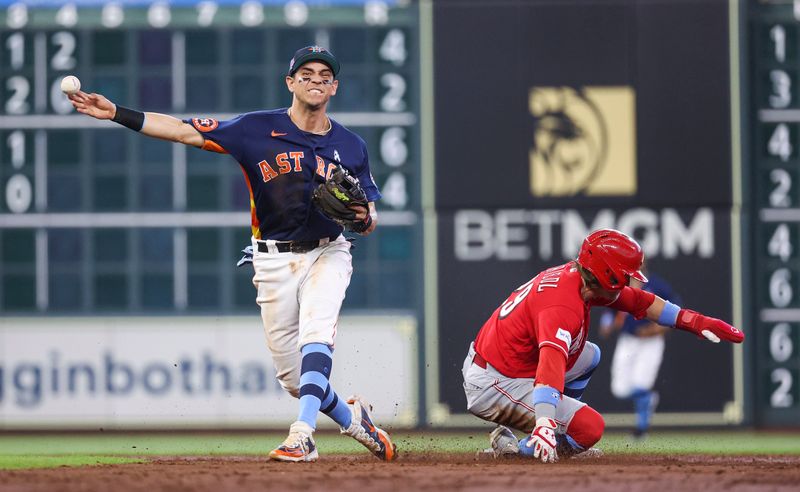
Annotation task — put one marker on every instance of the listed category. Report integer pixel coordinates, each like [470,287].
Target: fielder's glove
[708,327]
[337,197]
[543,440]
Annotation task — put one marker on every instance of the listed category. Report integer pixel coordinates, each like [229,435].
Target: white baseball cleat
[589,454]
[363,430]
[299,446]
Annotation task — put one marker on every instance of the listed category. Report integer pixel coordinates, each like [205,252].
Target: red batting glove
[543,440]
[707,327]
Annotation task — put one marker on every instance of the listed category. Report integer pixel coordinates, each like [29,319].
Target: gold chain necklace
[324,132]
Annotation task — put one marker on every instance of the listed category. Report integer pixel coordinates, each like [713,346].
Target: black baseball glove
[336,198]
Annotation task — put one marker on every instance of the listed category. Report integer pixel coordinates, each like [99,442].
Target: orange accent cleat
[363,430]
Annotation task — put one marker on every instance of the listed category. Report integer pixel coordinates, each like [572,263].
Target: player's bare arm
[155,125]
[362,214]
[654,308]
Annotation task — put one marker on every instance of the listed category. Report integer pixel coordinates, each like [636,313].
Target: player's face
[313,84]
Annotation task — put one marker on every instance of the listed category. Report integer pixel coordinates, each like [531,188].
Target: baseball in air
[70,85]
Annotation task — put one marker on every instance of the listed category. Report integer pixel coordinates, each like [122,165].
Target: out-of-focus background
[500,133]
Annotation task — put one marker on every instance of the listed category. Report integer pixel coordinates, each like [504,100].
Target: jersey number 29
[521,293]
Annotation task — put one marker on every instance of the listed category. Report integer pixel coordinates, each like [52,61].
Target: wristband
[544,410]
[129,118]
[669,315]
[546,394]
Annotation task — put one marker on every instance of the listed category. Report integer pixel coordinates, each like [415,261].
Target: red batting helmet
[612,257]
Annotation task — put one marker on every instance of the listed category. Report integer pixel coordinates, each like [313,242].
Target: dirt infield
[421,472]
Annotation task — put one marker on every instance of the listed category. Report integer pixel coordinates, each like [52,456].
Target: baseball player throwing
[530,362]
[302,262]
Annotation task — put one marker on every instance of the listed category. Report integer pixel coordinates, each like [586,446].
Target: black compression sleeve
[129,118]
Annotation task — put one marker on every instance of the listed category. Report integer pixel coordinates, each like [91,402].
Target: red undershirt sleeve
[552,367]
[634,301]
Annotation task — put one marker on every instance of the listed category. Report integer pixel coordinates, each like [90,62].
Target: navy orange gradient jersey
[282,165]
[548,310]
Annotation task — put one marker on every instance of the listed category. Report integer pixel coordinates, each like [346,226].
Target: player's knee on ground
[586,427]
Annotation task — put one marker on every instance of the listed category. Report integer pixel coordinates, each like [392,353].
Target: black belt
[296,246]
-=-=-=-=-
- **AIM**: Reproduce the whole listing above word for word, omitting the pictures.

- **FINAL RESULT**:
Annotation task — put one marker on every instance of the listed category. Report integer pixel coordinates, each like [470,287].
Target: fielder's glove
[708,327]
[337,197]
[543,440]
Annotation task — put one marker on every instance of the listed category. Report integer pixel coordinates, each like [229,435].
Target: white baseball cleat
[589,454]
[363,430]
[299,446]
Annotation task — put one marker on every instance of the listed category. Report integer pixel coordinates, each like [205,252].
Target: red batting glove
[543,440]
[707,327]
Annotation task — put one marker on every instance of the listed category. Report integer pixel coordinates, each like [29,319].
Target: gold chain necklace
[324,132]
Annotation task — put one marker on every instance of the listed category. Report integer pixel coordinates, each like [713,346].
Target: black baseball glove
[336,198]
Annotation task — put one marker on every instance of the listed category. Report integer pixel coordinates, each like [99,442].
Target: orange accent cleat
[363,430]
Annotation task — put one marker on every instance of the listed category. Report integer pixel coordinates, each like [572,263].
Target: player's bare arm
[155,125]
[362,214]
[654,308]
Annotation task — put one marker on every instance of the listed category. Report integer pixel coordinates, each like [636,313].
Target: player's face
[313,84]
Annotation task — put one marker on every instance of the listed category. Report integer pixel coordinates, each like [531,188].
Target: baseball in air
[70,85]
Annotation task — put one marker on every instance of the listed category. Report integer pixel coordinates, each like [122,165].
Target: out-of-focus background
[500,133]
Annotation task — put one marker on every instance of the listed category. Report integer pixel coordinates, each like [504,100].
Target: jersey number 29
[521,293]
Annotation task — put one marker on every instance of the listed category. Report integer pixel coordinates, each like [52,61].
Target: wristband
[544,410]
[129,118]
[669,315]
[546,394]
Annotation task — put one marker on every instance of the listed category. Report integer pixel coordinates, each like [415,261].
Target: red batting helmet
[612,257]
Annotation task — put one marker on every instance of the listed category. Report integer pixel coordinates, each like [313,242].
Target: dirt infield
[421,472]
Annotation task — put one marker on every instance of the listed category. Report integer pixel coordinates, each like [52,456].
Target: baseball player throwing
[530,362]
[302,262]
Annotation task — put one marker on every instance of the listed category. Report integer pixel coordinates, each like [586,446].
Target: black compression sleeve
[129,118]
Annotation task — put one marker on every instance of the listed category. Report integer pixel coordinates, each like [91,402].
Target: red undershirt sleeve
[552,367]
[634,301]
Annotation task — put one marker on every instance of the listed category. Report integer pixel coordinates, each like [90,62].
Target: navy orange gradient jersey
[282,165]
[548,310]
Annotation task — put one marker on every instance of the listed category. Report integer pixel coordinates, each like [346,226].
Target: player's knee on ground
[586,427]
Annotation task — put one marker on every instance of the listed category. Report integer pixel coordinates, each like [392,353].
Target: black belt
[296,246]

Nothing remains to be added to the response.